• What to produce: Restate the complete material exactly.

---- Supplied material

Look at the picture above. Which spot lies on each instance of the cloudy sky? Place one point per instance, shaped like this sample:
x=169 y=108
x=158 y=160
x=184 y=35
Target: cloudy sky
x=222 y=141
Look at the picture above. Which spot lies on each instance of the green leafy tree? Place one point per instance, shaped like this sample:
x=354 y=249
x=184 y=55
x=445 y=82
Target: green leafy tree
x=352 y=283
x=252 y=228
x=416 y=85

--------

• The completed task:
Look at the picture above. Which spot lies on each instance of the cloudy sky? Place one point per instance, shaped like this sample:
x=169 y=108
x=158 y=160
x=184 y=35
Target: cloudy sky
x=222 y=141
Look at the picture above. Which spot lies on each instance of the green leafy tree? Place one point per instance, shaped like this sample:
x=354 y=249
x=184 y=55
x=445 y=82
Target: green leafy tree
x=352 y=283
x=252 y=228
x=416 y=85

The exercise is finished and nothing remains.